- About this task: Print the records below from the first line through the line containing "123L158 122H156ZM160 126L161", both included, word for word.

[[ Stored data, beginning ]]

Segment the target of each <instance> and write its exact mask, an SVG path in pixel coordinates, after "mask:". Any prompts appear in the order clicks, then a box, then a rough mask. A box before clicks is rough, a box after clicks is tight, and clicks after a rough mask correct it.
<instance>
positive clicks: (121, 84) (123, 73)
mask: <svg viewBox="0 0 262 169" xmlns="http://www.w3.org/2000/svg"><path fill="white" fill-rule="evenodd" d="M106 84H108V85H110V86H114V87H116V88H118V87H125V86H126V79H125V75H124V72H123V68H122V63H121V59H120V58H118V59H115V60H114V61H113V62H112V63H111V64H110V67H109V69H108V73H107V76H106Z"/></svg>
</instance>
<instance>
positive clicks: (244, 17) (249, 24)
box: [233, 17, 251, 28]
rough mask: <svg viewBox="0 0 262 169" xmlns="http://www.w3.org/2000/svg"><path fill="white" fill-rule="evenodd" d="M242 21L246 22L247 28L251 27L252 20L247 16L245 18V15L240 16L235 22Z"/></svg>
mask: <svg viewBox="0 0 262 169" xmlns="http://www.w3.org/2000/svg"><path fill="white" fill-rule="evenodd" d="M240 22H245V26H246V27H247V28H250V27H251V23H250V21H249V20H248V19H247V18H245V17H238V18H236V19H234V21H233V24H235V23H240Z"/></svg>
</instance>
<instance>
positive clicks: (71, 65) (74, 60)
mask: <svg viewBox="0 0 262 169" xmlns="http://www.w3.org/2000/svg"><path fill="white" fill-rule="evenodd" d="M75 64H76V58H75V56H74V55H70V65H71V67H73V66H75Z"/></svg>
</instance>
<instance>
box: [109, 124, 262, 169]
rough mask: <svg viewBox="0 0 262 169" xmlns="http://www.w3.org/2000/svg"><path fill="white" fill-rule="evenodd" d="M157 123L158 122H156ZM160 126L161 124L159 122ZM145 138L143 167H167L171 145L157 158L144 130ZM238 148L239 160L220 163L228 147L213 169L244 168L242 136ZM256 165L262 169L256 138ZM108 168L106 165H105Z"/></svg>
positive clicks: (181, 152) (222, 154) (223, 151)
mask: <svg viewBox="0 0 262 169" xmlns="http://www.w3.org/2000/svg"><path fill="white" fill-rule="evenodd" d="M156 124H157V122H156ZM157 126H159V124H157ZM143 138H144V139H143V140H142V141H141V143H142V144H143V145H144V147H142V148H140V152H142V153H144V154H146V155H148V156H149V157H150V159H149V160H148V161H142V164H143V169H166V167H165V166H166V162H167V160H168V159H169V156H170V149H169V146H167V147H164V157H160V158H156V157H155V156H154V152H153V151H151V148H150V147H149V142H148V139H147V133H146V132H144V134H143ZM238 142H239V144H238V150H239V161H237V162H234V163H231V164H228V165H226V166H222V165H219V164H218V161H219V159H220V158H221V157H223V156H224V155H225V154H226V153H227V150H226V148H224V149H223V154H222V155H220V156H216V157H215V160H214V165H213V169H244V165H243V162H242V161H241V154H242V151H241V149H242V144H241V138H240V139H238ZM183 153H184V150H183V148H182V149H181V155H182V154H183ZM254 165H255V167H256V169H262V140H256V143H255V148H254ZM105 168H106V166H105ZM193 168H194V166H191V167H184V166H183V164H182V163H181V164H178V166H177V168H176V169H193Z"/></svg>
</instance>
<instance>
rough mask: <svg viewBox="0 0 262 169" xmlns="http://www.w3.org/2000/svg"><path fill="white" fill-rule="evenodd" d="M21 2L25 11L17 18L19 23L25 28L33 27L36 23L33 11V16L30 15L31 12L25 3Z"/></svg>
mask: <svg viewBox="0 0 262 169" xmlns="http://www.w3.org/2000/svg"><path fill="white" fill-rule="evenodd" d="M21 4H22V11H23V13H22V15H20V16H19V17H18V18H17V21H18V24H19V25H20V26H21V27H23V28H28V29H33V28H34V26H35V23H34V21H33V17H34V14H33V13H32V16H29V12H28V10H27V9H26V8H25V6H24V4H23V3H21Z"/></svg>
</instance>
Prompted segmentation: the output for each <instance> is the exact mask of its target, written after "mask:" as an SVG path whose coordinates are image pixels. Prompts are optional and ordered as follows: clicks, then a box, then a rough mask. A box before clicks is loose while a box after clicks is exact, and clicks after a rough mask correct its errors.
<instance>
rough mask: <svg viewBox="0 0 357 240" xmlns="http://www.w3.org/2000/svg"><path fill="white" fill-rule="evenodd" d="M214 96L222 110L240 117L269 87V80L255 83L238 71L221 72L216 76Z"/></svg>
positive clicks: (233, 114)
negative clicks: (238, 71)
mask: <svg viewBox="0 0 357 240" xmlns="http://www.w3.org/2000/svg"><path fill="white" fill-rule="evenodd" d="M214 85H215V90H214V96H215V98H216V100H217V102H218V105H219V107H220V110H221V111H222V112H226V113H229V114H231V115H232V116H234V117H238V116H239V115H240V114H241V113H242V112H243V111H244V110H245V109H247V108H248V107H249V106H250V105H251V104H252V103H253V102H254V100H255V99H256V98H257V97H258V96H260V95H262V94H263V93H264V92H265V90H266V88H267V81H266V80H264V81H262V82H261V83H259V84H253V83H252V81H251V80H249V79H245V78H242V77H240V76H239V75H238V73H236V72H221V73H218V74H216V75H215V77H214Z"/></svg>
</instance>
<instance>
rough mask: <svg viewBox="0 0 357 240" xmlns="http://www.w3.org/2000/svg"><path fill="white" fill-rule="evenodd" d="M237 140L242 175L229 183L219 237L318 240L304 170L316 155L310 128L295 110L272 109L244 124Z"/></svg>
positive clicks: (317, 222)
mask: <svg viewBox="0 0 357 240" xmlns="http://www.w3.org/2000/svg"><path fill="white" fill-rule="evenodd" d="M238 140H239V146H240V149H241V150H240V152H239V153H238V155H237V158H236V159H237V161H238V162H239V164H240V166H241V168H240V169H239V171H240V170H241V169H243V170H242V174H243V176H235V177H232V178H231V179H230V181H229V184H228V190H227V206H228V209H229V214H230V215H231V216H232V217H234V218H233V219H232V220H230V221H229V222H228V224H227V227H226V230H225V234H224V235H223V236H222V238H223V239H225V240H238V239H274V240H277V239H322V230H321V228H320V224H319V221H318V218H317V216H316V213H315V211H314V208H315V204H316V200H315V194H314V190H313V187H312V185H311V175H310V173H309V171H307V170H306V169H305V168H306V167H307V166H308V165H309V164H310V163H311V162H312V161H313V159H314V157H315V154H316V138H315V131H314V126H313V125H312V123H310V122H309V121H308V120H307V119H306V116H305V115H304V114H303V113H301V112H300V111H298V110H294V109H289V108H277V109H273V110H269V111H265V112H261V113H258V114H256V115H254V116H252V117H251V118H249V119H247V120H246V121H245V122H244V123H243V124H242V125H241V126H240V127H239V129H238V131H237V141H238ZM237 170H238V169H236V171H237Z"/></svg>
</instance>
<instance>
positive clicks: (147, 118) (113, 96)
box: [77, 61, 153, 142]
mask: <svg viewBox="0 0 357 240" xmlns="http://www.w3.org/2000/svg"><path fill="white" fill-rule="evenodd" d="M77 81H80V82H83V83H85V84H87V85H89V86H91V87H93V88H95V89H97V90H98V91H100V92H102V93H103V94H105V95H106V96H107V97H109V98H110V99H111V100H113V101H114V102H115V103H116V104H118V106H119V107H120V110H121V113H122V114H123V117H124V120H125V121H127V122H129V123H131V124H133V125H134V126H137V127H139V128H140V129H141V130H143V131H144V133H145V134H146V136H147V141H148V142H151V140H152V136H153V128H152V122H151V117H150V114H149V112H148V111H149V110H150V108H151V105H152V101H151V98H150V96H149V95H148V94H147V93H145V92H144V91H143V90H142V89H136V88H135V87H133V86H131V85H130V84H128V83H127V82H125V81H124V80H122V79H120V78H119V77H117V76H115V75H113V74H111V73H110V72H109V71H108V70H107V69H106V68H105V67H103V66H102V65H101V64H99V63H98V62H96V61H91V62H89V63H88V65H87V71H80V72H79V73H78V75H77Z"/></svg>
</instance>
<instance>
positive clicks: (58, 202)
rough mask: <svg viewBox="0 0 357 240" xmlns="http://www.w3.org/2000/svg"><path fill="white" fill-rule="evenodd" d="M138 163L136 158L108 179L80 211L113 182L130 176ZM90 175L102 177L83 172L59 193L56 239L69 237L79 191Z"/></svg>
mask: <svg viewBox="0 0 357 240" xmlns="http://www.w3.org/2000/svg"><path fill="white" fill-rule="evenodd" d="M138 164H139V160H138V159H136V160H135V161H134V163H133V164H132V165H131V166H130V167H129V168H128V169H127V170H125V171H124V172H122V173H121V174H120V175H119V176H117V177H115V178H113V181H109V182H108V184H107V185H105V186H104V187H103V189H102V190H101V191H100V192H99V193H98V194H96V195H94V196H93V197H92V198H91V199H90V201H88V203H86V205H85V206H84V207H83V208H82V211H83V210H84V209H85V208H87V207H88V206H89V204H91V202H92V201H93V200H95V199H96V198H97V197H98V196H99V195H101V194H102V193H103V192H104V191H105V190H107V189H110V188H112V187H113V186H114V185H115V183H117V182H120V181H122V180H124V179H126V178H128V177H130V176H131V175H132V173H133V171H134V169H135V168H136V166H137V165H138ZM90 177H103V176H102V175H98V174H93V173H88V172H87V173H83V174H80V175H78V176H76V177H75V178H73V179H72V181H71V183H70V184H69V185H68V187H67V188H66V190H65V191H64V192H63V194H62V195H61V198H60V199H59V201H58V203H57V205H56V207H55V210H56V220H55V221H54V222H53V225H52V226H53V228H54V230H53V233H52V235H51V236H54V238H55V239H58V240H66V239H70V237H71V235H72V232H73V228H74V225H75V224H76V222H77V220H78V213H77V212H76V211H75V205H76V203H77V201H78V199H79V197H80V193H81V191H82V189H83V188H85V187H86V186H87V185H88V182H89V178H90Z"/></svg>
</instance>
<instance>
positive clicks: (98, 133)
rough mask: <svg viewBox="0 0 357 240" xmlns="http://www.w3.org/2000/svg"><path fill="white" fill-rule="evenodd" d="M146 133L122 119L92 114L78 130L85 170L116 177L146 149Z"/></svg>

[[ Stored data, end ]]

- Exercise result:
Segment the target of each <instance> and write its exact mask, an SVG path in pixel coordinates, after "mask:". Any prompts appear in the order clicks, then a box, then a rough mask. A box before clicks is rough, a box after clicks is tight, and clicks after a rough mask correct it.
<instance>
positive clicks: (121, 84) (123, 73)
mask: <svg viewBox="0 0 262 169" xmlns="http://www.w3.org/2000/svg"><path fill="white" fill-rule="evenodd" d="M106 84H108V85H110V86H114V87H116V88H118V87H125V86H126V79H125V75H124V72H123V68H122V63H121V59H120V58H118V59H115V60H114V61H113V62H112V63H111V64H110V67H109V69H108V73H107V76H106Z"/></svg>
</instance>
<instance>
positive clicks: (244, 17) (249, 24)
box: [233, 17, 251, 28]
rough mask: <svg viewBox="0 0 262 169" xmlns="http://www.w3.org/2000/svg"><path fill="white" fill-rule="evenodd" d="M242 21L246 22L247 28L251 27L252 20L247 16L245 18V15L240 16L235 22Z"/></svg>
mask: <svg viewBox="0 0 262 169" xmlns="http://www.w3.org/2000/svg"><path fill="white" fill-rule="evenodd" d="M240 22H245V26H246V27H247V28H250V27H251V23H250V21H249V20H248V19H247V18H245V17H238V18H236V19H234V21H233V24H235V23H240Z"/></svg>
</instance>
<instance>
positive clicks: (71, 65) (74, 60)
mask: <svg viewBox="0 0 262 169" xmlns="http://www.w3.org/2000/svg"><path fill="white" fill-rule="evenodd" d="M75 64H76V58H75V56H74V55H70V65H71V67H73V66H75Z"/></svg>
</instance>
<instance>
box: [109, 124, 262, 169]
rough mask: <svg viewBox="0 0 262 169" xmlns="http://www.w3.org/2000/svg"><path fill="white" fill-rule="evenodd" d="M157 123L158 122H156ZM160 126L161 124L159 122ZM145 138L143 167H167L171 145L157 158L144 130ZM238 148L239 160L220 163L228 147L213 169L244 168L242 136ZM256 165L262 169L256 138ZM108 168L106 165H105Z"/></svg>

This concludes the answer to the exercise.